# Extrait du document
• • • • •
Il apparut tout de suite qu’Antoine brillait surtout pour les épreuves qui supposent la faculté verbale, tandis que ses camarades restaient constamment en arrière de lui. Ainsi, je cherchai d’abord quel est le nombre maximum de mots que chacun pouvait trouver en 3 minutes ; Antoine en cita 78, tandis qu’Ernest n’en trouvait que 67, et Louis que 49. On leur fit expliquer le sens de 20 mots abstraits, parmi lesquels il y en avait de difficiles. Antoine en expliqua 16, Ernest, 11, et Louis 10. On leur fit faire des associations avec un mot qu’on leur donnait ; Antoine trouvait son association assez vivement, en 4",8 ; Ernest en 5",50, et Louis, bien plus lent, en 7",60. Enfin, je leur lus à tous les trois le passage suivant qui est un peu difficile à comprendre (c’est une paraphrase d’une pensée de Paul Hervieu), et je les priai de le reproduire aussitôt après de mémoire.

« On a porté des jugements bien différents sur la valeur de la vie. Les uns la proclament bonne, d’autres la proclament mauvaise. Il serait plus juste de dire qu’elle est médiocre, car, d’une part, elle nous apporte toujours un bonheur inférieur à celui que nous avons souhaité, et, d’autre part, les malheurs qu’elle nous inflige sont toujours inférieurs à ceux que d’autres auraient souhaités pour nous. C’est cette médiocrité de la vie qui la rend équitable, ou plutôt qui l’empêche d’être radicalement injuste. »

Ernest et Louis comprirent mal et reproduisirent, sans avoir même le secours de la mémoire verbale. Voici ce que Louis écrivit :

Notre vie est médiocre elle nous apporte ce que nous n’espérons pas et que si l’on pense à quelque chose elle nous en apporte une autre on peut donc dire que notre vie est une lutte contre le hasard.
• • • • •
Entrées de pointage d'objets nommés
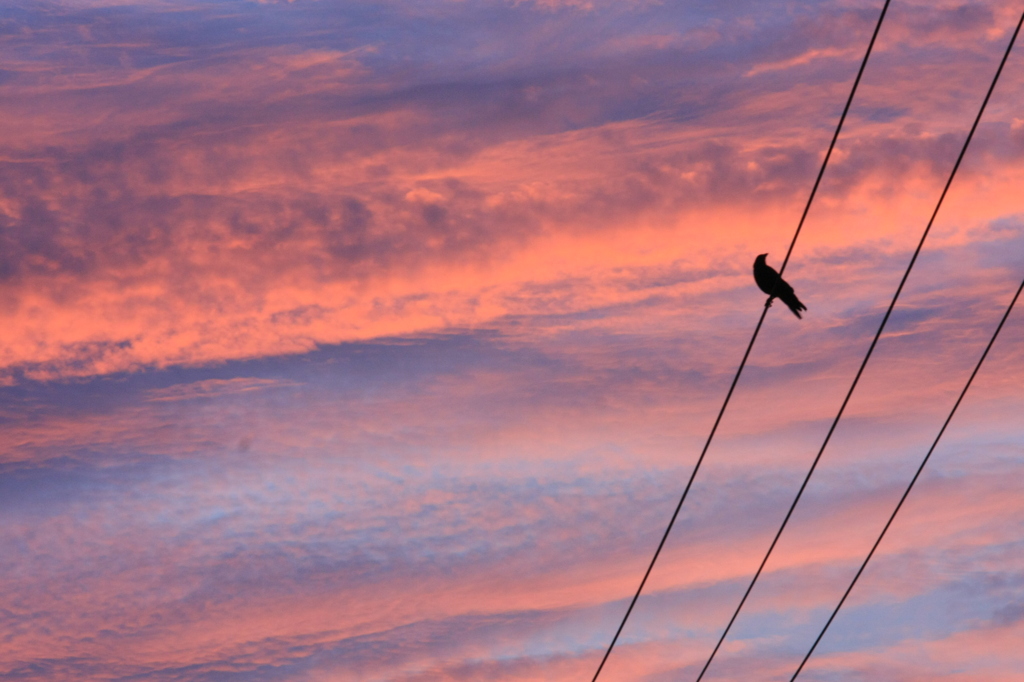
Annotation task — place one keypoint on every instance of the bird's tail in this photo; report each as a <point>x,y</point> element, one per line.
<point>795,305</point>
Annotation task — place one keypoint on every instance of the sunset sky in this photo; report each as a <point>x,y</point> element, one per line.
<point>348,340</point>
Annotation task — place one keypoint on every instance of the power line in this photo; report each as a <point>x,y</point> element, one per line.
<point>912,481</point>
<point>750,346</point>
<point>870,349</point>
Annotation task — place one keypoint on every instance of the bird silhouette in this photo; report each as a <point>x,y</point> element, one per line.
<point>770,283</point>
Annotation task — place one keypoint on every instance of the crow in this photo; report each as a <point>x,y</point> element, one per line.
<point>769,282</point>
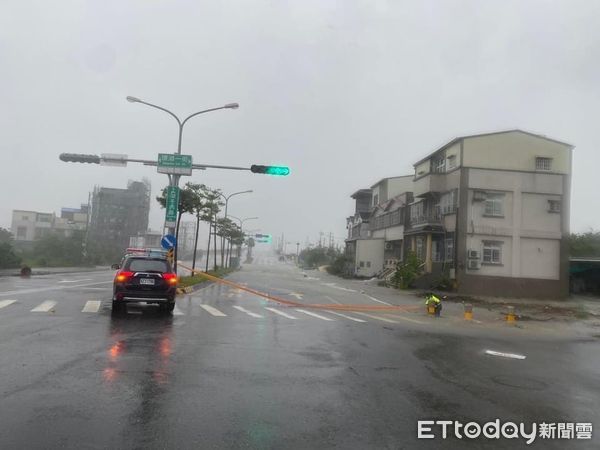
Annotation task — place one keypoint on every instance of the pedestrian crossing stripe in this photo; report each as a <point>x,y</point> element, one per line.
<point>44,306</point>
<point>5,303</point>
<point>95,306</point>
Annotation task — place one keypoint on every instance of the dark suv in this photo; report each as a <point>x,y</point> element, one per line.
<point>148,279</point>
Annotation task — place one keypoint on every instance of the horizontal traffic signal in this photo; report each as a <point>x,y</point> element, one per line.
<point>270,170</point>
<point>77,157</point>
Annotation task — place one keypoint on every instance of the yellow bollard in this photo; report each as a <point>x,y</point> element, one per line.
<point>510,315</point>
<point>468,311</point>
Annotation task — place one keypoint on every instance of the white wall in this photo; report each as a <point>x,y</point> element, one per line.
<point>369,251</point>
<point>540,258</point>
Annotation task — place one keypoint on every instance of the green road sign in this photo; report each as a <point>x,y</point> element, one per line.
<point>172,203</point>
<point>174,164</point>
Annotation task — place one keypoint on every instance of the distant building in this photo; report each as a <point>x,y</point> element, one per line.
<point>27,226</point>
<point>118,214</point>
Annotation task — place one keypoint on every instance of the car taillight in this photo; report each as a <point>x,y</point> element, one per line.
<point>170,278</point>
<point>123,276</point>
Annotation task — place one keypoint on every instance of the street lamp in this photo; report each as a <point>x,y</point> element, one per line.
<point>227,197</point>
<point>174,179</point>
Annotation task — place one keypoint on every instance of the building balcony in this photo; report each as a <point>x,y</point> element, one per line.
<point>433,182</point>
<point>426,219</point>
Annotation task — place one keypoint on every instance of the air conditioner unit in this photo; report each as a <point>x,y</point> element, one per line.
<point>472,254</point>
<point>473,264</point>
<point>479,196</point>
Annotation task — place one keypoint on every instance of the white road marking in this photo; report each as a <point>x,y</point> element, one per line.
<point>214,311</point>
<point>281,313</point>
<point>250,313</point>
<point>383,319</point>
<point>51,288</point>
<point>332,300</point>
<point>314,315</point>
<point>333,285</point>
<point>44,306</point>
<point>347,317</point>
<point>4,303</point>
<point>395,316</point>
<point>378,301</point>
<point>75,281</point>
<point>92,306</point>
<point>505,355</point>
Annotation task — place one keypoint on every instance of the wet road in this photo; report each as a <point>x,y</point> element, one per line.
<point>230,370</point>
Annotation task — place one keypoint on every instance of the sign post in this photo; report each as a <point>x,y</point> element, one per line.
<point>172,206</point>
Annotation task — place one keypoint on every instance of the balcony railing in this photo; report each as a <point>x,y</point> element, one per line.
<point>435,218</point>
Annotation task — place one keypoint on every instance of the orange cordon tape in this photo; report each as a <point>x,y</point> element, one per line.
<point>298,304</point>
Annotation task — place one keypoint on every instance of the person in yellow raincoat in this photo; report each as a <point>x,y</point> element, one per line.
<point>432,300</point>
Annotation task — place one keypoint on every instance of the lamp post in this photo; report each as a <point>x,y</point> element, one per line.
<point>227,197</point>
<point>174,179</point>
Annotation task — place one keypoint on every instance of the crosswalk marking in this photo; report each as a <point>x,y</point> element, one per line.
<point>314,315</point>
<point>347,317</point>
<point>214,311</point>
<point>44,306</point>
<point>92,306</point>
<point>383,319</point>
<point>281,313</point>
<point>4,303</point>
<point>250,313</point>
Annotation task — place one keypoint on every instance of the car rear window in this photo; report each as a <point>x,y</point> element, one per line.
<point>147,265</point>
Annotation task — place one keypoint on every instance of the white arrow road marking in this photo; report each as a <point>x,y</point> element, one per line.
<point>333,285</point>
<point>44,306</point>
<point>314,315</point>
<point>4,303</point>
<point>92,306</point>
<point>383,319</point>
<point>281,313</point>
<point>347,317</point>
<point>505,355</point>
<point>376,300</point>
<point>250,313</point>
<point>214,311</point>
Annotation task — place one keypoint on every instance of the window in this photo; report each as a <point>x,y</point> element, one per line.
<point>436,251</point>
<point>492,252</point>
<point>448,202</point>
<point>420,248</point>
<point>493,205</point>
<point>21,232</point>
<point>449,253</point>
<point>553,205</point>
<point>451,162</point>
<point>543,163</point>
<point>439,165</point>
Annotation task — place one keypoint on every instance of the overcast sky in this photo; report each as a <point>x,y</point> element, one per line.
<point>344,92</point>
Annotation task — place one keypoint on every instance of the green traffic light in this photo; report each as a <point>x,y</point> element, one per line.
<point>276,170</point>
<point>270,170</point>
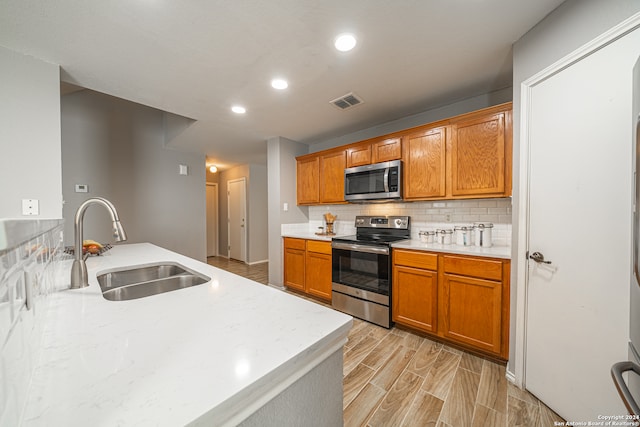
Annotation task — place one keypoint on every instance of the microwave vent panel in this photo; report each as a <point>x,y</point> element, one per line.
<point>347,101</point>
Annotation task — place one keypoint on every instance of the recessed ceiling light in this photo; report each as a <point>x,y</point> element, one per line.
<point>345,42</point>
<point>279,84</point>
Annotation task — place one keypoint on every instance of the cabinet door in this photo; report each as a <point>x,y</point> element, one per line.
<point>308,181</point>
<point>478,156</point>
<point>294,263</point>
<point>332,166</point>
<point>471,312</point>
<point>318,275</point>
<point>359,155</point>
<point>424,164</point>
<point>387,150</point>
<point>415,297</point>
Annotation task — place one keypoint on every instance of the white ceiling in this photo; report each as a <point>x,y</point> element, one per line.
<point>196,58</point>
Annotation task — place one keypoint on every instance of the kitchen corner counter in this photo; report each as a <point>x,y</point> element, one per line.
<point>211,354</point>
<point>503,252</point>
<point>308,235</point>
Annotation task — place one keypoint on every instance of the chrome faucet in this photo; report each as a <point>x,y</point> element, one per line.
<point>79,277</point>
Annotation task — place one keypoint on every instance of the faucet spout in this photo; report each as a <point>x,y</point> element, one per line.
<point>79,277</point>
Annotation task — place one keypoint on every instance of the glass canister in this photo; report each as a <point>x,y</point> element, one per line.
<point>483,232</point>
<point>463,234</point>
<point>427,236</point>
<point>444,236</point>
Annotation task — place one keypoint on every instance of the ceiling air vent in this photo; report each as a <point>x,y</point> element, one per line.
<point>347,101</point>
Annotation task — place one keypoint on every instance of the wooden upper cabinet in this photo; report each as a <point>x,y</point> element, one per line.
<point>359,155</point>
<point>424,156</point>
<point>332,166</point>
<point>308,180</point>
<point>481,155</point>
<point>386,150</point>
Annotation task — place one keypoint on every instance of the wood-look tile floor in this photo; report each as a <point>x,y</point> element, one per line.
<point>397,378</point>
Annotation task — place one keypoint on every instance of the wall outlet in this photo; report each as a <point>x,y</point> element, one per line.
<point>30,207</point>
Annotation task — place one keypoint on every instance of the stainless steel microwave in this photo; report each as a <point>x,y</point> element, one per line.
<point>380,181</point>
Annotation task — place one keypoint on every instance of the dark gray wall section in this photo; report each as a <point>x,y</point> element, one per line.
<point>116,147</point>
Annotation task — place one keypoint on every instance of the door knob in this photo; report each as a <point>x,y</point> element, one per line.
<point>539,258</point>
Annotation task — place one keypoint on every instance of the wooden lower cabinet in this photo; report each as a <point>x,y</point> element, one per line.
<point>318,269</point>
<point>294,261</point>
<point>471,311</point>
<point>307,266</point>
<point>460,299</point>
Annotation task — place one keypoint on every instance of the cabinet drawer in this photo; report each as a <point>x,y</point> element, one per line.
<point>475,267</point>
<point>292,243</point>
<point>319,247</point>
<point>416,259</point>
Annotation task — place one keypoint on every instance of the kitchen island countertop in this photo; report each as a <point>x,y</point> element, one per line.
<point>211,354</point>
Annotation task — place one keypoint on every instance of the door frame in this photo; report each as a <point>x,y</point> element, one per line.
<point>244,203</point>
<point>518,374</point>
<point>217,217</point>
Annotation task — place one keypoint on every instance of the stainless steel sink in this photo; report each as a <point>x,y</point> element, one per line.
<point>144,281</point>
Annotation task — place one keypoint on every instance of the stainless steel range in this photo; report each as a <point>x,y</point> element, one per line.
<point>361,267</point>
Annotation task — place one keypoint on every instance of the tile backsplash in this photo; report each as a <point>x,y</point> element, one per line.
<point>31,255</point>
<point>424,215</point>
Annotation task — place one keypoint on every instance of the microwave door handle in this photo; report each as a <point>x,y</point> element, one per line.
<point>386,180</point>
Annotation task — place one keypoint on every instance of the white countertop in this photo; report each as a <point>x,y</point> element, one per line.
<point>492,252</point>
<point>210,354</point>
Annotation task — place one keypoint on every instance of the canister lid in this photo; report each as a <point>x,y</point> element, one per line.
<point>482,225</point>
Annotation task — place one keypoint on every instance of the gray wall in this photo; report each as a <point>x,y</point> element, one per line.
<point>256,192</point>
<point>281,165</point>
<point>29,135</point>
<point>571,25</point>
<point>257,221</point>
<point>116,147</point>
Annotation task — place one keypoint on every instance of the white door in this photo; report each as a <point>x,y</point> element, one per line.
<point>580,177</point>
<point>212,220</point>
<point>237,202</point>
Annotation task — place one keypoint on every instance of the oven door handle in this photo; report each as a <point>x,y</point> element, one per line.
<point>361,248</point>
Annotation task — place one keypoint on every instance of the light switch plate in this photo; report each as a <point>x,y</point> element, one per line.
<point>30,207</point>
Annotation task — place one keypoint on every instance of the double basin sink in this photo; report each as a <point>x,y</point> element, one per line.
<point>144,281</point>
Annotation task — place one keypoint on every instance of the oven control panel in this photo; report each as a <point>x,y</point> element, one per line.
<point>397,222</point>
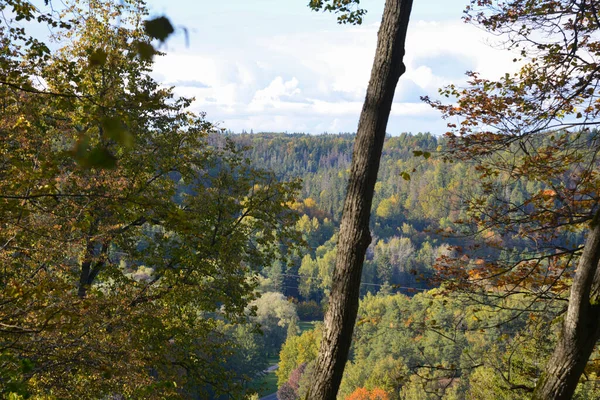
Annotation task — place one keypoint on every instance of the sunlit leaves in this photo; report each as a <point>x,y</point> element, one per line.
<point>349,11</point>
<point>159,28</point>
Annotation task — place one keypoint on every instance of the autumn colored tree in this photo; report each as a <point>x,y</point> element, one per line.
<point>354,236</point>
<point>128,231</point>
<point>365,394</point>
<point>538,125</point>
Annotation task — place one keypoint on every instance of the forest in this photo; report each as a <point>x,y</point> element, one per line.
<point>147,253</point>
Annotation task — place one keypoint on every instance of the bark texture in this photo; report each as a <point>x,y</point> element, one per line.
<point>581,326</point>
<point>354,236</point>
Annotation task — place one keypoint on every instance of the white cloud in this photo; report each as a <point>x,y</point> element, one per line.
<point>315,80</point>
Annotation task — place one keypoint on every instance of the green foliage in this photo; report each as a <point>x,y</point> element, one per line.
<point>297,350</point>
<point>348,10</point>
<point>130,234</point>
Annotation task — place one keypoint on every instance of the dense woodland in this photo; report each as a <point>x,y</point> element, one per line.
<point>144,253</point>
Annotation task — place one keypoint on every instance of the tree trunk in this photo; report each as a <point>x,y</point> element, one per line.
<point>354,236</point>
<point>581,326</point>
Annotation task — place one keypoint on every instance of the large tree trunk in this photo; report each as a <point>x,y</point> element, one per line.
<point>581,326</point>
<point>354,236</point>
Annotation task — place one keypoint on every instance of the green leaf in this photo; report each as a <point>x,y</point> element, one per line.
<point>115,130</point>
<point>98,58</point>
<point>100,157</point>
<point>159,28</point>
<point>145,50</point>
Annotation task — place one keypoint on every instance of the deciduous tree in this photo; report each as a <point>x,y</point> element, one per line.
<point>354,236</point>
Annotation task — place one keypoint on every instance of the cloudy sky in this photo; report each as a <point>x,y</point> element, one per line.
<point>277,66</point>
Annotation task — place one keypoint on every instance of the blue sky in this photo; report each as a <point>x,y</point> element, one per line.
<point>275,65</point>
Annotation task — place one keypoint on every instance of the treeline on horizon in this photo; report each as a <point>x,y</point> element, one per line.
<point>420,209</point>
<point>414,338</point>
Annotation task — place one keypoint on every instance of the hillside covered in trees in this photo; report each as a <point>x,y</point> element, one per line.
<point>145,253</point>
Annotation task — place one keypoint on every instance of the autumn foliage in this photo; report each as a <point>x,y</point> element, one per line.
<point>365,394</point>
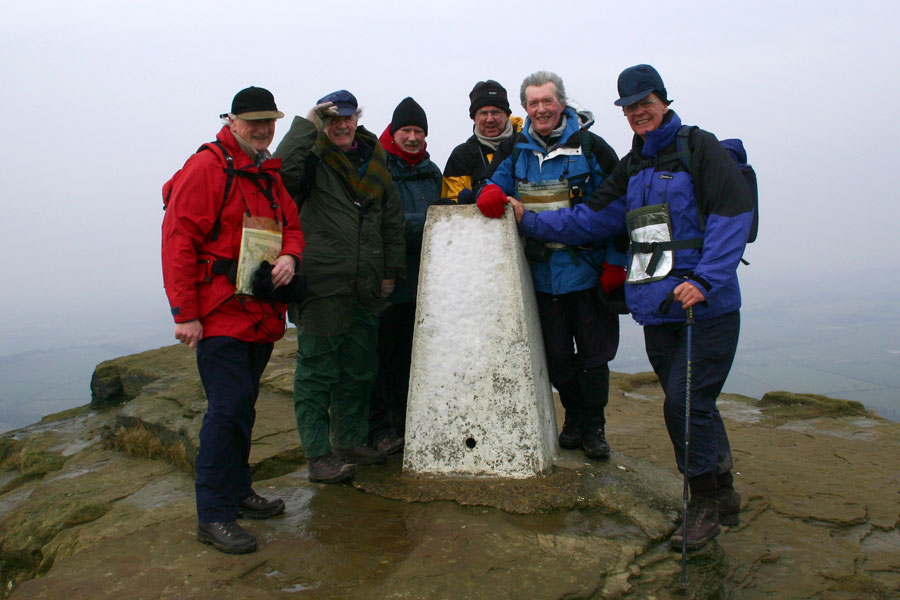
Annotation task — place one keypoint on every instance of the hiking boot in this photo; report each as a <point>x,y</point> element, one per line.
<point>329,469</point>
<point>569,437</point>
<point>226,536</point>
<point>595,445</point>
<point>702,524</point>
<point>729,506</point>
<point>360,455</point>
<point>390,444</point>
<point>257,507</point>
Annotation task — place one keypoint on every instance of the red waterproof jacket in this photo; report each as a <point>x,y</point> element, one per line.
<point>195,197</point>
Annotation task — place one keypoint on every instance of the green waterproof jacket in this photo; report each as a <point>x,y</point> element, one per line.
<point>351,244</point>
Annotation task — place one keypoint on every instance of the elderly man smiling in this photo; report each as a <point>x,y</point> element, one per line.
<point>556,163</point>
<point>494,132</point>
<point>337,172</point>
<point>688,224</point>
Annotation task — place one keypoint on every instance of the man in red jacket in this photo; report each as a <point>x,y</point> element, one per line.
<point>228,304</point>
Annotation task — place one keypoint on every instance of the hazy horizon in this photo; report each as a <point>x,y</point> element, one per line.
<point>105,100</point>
• • • • •
# Consigne
D'après l'extrait du document, combien de mots Antoine a-t-il trouvés en 3 minutes ?

# Réponse
Antoine en a cité 78.